Provided passage -
START
Galerie Maeght, Paris
Vittorio De Sica, Italy & Paris (acquired from the above in 1966)
Acquired from the above by the present owner in 1973

Exhibited

Paris, Galerie Maeght, Miró: Cartons, 1965, no. 20
New York, Pierre Matisse Gallery, Joan Miró: 'Cartones', 1959-1965, 1965, no. 29, illustrated in the catalogue

Literature

Gaston Diehl, Miró, New York, 1974, illustrated in colour p. 78
Jacques Dupin & Ariane Lelong-Mainaud, Joan Miró. Catalogue Raisonné. Paintings. 1959-1968, Paris, 2002, vol. IV, no. 1034, illustrated p. 37 (with incorrect medium)

Condition

The board is stable and there is no evidence of retouching under ultra-violet light. Apart from a few tiny spots of foxing in the white pigment in the lower left, barely visible to the naked eye, this work is in very good original condition. Colours: Overall fairly accurate in the printed catalogue illustration, although the board and the black shapes have a less red tonality in the original.
"In response to your inquiry, we are pleased to provide you with a general report of the condition of the property described above. Since we are not professional conservators or restorers, we urge you to consult with a restorer or conservator of your choice who will be better able to provide a detailed, professional report. Prospective buyers should inspect each lot to satisfy themselves as to condition and must understand that any statement made by Sotheby's is merely a subjective, qualified opinion. Prospective buyers should also refer to any Important Notices regarding this sale, which are printed in the Sale Catalogue.
NOTWITHSTANDING THIS REPORT OR ANY DISCUSSIONS CONCERNING A LOT, ALL LOTS ARE OFFERED AND SOLD AS IS" IN ACCORDANCE WITH THE CONDITIONS OF BUSINESS PRINTED IN THE SALE CATALOGUE."
END
Could you write out the Miró sale listing from "Gaston Diehl, Miró, New" to "(with incorrect medium)", word for word?

Data provided -
START
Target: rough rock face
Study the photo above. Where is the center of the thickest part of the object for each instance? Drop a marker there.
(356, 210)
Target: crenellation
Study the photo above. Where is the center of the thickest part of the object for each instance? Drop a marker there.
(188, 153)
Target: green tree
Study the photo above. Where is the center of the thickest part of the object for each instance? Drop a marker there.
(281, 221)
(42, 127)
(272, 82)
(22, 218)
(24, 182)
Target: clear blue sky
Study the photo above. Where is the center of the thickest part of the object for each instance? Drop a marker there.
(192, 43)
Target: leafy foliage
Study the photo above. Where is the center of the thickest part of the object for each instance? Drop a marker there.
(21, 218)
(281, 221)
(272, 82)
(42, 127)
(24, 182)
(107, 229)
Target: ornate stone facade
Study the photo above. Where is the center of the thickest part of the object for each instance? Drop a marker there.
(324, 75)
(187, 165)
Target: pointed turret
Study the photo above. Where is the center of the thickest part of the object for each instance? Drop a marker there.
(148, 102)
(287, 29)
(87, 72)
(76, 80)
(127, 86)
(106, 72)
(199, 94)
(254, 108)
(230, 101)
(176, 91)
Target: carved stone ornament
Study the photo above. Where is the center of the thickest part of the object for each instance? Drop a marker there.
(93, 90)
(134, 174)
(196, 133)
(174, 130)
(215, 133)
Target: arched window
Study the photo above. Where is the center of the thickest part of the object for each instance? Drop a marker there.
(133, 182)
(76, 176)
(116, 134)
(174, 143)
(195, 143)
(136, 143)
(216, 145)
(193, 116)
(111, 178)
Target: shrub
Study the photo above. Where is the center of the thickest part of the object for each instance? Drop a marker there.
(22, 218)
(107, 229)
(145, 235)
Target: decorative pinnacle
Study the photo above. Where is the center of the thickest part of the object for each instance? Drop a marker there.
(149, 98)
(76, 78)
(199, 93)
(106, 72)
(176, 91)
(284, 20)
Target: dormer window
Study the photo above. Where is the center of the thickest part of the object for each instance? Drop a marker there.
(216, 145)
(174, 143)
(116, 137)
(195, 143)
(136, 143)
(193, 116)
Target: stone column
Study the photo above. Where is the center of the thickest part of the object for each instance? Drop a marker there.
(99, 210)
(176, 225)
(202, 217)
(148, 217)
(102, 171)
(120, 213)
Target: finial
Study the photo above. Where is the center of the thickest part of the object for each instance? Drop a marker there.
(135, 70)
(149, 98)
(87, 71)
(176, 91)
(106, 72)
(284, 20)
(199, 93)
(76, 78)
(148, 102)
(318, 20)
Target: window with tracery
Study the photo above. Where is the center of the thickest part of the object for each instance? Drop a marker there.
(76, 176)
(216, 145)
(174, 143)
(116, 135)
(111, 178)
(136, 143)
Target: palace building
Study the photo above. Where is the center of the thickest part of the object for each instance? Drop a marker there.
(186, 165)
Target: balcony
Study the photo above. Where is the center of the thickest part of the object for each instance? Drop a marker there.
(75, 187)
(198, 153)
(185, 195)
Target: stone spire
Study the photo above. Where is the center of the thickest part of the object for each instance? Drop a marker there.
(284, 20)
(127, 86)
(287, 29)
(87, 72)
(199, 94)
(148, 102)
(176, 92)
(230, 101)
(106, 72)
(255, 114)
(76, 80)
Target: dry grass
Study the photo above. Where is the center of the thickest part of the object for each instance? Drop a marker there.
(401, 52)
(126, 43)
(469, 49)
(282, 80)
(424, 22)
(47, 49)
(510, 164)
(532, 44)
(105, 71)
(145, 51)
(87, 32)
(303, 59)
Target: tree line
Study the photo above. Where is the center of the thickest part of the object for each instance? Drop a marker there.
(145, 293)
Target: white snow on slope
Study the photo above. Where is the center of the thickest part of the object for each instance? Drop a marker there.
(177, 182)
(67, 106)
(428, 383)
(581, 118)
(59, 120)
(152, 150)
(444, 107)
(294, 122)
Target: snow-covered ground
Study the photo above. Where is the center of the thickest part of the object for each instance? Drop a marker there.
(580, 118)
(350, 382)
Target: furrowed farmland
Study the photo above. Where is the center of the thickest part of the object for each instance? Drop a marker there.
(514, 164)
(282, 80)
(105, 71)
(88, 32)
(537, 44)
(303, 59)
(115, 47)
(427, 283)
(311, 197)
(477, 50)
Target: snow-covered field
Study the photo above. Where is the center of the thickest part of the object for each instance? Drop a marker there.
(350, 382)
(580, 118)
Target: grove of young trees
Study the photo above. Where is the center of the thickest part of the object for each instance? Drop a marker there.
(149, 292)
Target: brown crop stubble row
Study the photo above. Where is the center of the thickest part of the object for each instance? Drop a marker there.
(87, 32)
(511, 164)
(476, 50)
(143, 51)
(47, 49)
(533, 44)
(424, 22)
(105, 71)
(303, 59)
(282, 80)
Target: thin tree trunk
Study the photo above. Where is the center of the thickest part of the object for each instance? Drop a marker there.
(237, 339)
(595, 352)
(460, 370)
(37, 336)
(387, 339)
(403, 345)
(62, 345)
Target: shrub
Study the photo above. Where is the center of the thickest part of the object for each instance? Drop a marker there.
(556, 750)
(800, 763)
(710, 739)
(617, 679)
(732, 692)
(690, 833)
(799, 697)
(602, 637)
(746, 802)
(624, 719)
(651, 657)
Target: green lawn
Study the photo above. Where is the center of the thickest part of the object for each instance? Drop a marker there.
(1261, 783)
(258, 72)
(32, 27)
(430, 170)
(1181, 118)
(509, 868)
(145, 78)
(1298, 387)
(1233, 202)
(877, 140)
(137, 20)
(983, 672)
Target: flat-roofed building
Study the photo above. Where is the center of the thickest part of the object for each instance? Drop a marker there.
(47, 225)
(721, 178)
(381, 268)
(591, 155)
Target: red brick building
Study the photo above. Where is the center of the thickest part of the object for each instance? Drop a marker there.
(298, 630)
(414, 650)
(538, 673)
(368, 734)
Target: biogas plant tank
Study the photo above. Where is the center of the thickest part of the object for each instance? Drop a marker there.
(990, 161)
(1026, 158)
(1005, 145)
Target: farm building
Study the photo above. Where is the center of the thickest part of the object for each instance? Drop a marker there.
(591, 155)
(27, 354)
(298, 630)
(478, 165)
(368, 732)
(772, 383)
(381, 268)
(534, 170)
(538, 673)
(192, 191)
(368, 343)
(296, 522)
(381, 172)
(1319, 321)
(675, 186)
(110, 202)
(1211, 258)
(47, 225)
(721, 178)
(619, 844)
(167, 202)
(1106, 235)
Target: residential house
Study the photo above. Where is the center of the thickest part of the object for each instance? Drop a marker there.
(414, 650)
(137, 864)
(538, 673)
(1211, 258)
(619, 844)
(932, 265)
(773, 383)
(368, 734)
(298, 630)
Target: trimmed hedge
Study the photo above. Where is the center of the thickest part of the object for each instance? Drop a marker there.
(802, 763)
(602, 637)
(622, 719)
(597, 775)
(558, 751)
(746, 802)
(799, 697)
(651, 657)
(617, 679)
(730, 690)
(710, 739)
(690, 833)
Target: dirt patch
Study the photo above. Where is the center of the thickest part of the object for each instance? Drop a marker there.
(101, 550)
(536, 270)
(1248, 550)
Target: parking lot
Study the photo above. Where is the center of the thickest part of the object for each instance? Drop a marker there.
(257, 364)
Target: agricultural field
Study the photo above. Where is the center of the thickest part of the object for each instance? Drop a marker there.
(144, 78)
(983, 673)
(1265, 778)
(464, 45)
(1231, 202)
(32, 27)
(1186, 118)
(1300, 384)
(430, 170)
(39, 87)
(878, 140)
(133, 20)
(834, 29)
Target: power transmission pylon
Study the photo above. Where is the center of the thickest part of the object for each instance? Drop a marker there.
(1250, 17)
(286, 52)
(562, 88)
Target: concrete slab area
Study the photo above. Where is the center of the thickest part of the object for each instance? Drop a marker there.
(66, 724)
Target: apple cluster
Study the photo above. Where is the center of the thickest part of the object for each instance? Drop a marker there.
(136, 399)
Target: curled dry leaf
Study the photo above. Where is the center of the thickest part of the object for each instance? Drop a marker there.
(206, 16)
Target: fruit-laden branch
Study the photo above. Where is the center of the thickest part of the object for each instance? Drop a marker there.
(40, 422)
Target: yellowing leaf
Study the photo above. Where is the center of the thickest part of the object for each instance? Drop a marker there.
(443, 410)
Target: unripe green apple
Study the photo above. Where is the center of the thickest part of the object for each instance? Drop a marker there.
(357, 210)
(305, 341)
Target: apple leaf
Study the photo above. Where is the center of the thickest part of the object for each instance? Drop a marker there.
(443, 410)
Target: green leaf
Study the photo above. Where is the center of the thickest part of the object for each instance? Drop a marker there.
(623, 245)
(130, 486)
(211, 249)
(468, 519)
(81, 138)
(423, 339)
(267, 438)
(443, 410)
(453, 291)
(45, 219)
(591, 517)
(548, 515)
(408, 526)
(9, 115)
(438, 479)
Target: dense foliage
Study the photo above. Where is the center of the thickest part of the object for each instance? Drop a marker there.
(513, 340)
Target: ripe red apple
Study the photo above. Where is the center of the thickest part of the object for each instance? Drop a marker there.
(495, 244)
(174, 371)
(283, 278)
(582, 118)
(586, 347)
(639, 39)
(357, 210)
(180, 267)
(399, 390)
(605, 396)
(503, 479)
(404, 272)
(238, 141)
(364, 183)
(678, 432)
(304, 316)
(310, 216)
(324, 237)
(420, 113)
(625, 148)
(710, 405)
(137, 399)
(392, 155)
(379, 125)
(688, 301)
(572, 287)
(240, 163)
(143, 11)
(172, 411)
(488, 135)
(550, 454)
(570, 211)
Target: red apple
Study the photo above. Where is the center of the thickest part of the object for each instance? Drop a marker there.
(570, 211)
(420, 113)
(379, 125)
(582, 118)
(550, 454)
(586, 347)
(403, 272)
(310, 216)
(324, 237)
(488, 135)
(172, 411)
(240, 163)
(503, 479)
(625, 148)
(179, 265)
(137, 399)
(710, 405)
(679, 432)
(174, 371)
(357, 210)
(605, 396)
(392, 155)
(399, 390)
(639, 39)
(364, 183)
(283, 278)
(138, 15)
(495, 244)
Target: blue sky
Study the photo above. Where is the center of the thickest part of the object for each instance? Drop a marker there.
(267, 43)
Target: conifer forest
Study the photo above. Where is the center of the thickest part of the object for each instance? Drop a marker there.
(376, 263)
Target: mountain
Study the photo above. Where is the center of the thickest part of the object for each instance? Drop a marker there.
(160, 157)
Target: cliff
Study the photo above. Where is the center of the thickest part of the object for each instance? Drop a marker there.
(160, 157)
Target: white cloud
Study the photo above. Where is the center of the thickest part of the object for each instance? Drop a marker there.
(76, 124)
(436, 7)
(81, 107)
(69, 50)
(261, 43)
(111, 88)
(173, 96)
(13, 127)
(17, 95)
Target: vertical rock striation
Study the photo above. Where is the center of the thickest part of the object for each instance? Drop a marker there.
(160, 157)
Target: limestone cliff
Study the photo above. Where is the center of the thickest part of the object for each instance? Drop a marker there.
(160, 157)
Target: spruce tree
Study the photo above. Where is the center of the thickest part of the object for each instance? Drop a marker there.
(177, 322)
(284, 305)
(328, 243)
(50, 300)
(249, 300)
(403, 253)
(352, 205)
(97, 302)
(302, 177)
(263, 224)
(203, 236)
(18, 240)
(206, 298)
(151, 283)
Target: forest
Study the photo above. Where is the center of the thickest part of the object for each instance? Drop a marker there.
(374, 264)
END
Problem solution -
Gaston Diehl, Miró, New York, 1974, illustrated in colour p. 78
Jacques Dupin & Ariane Lelong-Mainaud, Joan Miró. Catalogue Raisonné. Paintings. 1959-1968, Paris, 2002, vol. IV, no. 1034, illustrated p. 37 (with incorrect medium)